* _Короткое задание 1_
Оформите нумерованным списком строки материала ниже: от строки, где есть «of the black», до строки, где есть «x=258 y=134», включая обе. Пустые строки не включайте.

Вместе с ним в боях за свободу Парагвая участвовали другие русские. В отличие от немецких и чилийских наемников в боливийской армии русские сражались не за деньги, а за независимость страны, которую хотели видеть своей второй родиной. Среди них трое были начальниками штабов армий, один командовал дивизией, двенадцать — полками, а остальные — батальонами, ротами, батареями.

Один из них — генерал Эрн (Николай Францевич Эрн (1879−1972). Выпускник Николаевской академии Генерального штаба (1906). Участник первой мировой войны. В 1915 г. — начальник штаба 1-Кавказской дивизии. С 1916 года — командир 18-го Драгунского Северского полка. В 1917 г. генерал-майор. Участник гражданской войны. В Добровольческой армии помощник дежурного генерала штаба Главнокомандующего. После эвакуации из Крыма состоял при штабе Главнокомандующего в Сремски Карловицы. С 1923 года жил в Парагвае. Преподавал в военной академии. Участник войны с Боливией, генерал-лейтенант Парагвайской армии и представитель РОВСа в Парагвае. Похоронен в Асунсьоне.

Рядом с Беляевым находились кавалеристы майор Корсаков и капитан Касьянов, капитаны Салазкин, Бутлеров, Дедов, Чирков, Ширкин, Высоколан, лейтенанты Малютин, Канонников, Ходолей и другие. Плечом к плечу с Беляевым сражались и его спутники по знаменитому путешествию к лагуне Питиантута — Владимир Орефьев-Серебряков, Александр Экштейн, лейтенанты братья Оранжереевы. Отдел картографии Генерального штаба возглавлял Николай Голдшмидт. Его именем подписаны полевые карты парагвайских войск тех времен.

Победа под Бокероном давала парагвайцам стратегическую инициативу и позволяла, закончив освобождение захваченных укреплений, перейти к планомерному вытеснению боливийцев из Чако. Все попытки мирного урегулирования конфликта, предпринимаемые Лигой Наций, преднамеренно, усилиями США и Боливии, заводились в тупик. Срыв этих попыток открыл зеленый свет новому наступлению боливийской армии, связавшей свои надежды с прибытием в страну долгожданного мессии — германского генерала Ганса Кундта…

Целью наступления был выход к реке Парагвай напротив города Консепсьон, что позволило бы боливийцам перерезать тыловые коммуникации парагвайской армии. На направлении главного удара находился парагвайский форд Нанава, в районе которого Кундтом было создано почти двукратное превосходство в силах (6000 боливийцев против 3600 парагвайцев). Возможность удара на Нанану рассматривалась Беляевым еще во время второго путешествия в Чако (январь-февраль 1925 г.). Тогда он исследовал всю близлежащую местность, выявил ее тактические характеристики, подготовил в докладе министру обороны предложение по ее защите и усилении оборонительных сооружений, составил подробные карты. Незадолго до начала боливийского наступления Беляев и Эрн тщательно подготовили форт к обороне — возвели новые укрепления и усилили старые, спланировали и искусно изготовили ложные артиллерийские позиции, чтобы сбить с толку боливийскую авиацию, имеющую превосходство в воздухе. Оборонительные сооружения изготовлялись из подручного материала — крепчайшей древесины кебрачо, в изобилии имеющейся в этой части Чако. Удар на Нанаву не был неожиданным, он заранее предвиделся Беляевым, опыт которого, особенно знание тактики противника, использовал командующий парагвайскими войсками в Чако, впоследствии маршал и президент Хосе Феликс Эстигаррибиа.

* _Короткое задание 2_
Ответьте по тексту о русских офицерах в Парагвае:
(а) С какого года генерал Эрн жил в Парагвае?
(б) Кто возглавлял отдел картографии Генерального штаба?
(в) Сколько боливийцев и сколько парагвайцев было в районе Нанавы по соотношению сил, созданному Кундтом?

* _Материал_
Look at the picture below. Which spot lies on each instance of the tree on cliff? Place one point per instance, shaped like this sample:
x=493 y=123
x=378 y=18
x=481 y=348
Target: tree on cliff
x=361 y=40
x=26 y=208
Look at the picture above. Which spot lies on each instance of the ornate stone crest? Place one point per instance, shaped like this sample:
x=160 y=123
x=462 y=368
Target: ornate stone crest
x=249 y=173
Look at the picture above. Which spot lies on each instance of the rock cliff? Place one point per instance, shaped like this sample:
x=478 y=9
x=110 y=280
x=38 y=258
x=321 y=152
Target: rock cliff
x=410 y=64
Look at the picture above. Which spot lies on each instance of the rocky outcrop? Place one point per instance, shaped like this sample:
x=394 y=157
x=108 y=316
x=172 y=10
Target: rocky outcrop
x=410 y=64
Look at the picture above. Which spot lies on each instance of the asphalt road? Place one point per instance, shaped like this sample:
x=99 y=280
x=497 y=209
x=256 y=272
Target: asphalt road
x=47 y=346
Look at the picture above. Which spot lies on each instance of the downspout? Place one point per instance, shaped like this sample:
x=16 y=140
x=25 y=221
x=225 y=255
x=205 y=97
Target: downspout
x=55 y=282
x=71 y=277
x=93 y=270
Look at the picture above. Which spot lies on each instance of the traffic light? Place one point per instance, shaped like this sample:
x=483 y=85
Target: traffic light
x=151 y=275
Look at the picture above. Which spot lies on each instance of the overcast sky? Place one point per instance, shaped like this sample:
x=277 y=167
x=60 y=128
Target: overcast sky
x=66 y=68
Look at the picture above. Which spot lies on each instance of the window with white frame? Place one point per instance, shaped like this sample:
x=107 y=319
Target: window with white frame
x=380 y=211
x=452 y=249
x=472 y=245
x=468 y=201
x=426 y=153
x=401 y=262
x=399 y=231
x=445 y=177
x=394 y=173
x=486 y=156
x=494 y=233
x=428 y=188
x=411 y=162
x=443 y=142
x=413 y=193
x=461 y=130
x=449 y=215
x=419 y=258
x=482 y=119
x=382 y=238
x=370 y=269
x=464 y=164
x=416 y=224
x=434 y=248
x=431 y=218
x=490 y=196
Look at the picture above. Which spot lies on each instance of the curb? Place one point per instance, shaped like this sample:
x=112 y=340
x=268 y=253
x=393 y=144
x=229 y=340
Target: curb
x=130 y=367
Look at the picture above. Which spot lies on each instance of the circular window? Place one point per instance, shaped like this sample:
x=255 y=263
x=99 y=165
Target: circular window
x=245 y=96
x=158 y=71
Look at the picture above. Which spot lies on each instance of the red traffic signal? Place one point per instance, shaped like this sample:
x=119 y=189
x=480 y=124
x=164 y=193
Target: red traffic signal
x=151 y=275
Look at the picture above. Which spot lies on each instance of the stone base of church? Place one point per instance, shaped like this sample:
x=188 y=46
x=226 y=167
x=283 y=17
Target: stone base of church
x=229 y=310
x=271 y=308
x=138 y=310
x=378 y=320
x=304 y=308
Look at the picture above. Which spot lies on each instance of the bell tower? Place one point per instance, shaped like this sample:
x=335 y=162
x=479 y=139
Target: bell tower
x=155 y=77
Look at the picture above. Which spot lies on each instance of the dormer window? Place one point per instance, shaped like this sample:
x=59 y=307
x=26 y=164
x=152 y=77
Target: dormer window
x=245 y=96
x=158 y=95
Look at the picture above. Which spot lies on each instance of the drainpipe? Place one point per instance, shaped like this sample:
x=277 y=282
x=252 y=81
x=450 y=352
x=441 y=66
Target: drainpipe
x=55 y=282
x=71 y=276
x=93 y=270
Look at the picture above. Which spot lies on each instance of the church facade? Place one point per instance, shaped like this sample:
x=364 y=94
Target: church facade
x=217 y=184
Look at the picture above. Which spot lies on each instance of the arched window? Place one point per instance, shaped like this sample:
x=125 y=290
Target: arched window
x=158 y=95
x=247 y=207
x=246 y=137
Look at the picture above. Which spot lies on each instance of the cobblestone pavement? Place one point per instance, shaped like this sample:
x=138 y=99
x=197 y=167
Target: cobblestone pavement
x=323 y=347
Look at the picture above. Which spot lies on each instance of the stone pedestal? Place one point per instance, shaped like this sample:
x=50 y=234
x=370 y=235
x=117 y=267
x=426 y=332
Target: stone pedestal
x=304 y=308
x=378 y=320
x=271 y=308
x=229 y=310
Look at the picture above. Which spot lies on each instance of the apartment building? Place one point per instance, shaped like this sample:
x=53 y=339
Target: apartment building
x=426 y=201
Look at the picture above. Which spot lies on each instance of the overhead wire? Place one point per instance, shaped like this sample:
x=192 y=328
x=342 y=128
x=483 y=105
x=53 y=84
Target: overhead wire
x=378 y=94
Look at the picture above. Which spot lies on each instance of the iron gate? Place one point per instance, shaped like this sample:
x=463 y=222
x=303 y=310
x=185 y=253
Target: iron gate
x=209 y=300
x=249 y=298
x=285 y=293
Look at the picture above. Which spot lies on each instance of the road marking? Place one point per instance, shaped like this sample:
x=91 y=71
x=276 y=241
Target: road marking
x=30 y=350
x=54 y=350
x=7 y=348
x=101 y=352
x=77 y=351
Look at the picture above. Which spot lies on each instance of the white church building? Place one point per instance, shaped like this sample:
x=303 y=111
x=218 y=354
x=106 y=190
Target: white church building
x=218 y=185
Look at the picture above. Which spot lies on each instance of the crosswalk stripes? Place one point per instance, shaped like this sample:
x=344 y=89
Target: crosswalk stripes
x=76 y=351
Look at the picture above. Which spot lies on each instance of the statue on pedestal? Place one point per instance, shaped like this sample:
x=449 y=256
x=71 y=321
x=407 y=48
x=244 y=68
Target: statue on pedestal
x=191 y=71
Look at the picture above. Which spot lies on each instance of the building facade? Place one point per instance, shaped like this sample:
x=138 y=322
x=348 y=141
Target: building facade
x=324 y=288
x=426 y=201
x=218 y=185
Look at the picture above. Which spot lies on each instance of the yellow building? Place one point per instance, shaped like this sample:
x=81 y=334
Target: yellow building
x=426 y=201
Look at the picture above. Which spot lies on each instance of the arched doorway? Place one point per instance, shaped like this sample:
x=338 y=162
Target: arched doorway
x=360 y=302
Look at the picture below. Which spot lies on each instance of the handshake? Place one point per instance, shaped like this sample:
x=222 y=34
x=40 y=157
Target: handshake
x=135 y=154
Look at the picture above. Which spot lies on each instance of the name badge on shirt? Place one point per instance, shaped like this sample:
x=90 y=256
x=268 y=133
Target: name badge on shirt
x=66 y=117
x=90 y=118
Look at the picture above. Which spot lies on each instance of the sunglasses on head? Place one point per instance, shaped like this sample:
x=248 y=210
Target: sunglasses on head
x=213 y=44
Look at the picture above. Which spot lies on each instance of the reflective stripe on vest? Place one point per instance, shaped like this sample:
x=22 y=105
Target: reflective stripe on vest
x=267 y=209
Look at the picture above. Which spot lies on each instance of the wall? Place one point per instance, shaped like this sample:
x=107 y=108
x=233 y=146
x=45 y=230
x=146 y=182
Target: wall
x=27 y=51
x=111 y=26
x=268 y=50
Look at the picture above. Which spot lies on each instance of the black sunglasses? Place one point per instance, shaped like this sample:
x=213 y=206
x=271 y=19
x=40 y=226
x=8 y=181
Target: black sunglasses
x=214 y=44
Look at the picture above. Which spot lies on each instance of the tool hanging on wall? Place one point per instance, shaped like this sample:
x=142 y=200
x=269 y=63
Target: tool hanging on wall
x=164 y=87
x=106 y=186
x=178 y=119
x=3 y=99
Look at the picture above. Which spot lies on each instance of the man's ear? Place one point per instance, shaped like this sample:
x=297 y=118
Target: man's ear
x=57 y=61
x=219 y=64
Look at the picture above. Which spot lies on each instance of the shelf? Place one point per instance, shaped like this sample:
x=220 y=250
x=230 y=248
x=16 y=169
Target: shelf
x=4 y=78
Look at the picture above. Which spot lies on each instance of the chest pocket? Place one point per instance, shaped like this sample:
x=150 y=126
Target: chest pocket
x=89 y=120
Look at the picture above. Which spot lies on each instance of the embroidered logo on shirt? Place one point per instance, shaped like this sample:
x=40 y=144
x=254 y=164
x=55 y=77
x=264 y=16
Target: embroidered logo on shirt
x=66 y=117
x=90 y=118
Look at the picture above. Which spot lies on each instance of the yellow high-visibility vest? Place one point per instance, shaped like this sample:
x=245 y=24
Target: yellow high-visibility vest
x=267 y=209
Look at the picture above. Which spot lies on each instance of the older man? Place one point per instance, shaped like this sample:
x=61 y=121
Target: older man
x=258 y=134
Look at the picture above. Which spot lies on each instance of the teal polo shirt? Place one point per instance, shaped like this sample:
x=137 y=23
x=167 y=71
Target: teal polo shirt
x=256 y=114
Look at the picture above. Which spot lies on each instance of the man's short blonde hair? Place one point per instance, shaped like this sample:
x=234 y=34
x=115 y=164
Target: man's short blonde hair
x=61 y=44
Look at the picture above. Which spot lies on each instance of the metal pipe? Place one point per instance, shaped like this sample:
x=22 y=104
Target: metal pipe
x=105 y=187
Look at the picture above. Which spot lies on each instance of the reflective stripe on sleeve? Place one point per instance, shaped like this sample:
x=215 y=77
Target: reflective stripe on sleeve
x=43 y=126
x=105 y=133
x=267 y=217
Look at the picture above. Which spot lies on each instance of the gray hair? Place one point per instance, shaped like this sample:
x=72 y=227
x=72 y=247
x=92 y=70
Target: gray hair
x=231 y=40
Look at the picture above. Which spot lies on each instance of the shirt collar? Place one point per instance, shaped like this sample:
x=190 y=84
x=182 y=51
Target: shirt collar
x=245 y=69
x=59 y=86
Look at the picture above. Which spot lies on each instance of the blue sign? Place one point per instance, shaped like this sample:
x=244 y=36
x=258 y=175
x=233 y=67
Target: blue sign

* _Решение упражнения 1_
1. Look at the picture above. Which spot lies on each instance of the black sunglasses? Place one point per instance, shaped like this sample:
2. x=213 y=206
3. x=271 y=19
4. x=40 y=226
5. x=8 y=181
6. Target: black sunglasses
7. x=214 y=44
8. Look at the picture above. Which spot lies on each instance of the tool hanging on wall? Place one point per instance, shaped like this sample:
9. x=142 y=200
10. x=269 y=63
11. Target: tool hanging on wall
12. x=164 y=87
13. x=106 y=186
14. x=178 y=119
15. x=3 y=99
16. Look at the picture above. Which spot lies on each instance of the man's ear? Place one point per instance, shaped like this sample:
17. x=297 y=118
18. Target: man's ear
19. x=57 y=61
20. x=219 y=64
21. Look at the picture above. Which spot lies on each instance of the shelf? Place one point per instance, shaped like this sample:
22. x=220 y=250
23. x=230 y=248
24. x=16 y=169
25. Target: shelf
26. x=4 y=78
27. Look at the picture above. Which spot lies on each instance of the chest pocket? Place one point per instance, shaped like this sample:
28. x=150 y=126
29. Target: chest pocket
30. x=89 y=120
31. Look at the picture above. Which spot lies on each instance of the embroidered logo on shirt? Place one point per instance, shaped like this sample:
32. x=40 y=144
33. x=254 y=164
34. x=55 y=77
35. x=264 y=16
36. Target: embroidered logo on shirt
37. x=66 y=117
38. x=90 y=118
39. Look at the picture above. Which spot lies on each instance of the yellow high-visibility vest? Place one point per instance, shaped like this sample:
40. x=245 y=24
41. Target: yellow high-visibility vest
42. x=267 y=209
43. Look at the picture above. Which spot lies on each instance of the older man? Place one point per instance, shaped like this sample:
44. x=61 y=121
45. Target: older man
46. x=258 y=134

* _Решение упражнения 2_
(а) С 1923 года.
(б) Николай Голдшмидт.
(в) 6000 боливийцев против 3600 парагвайцев.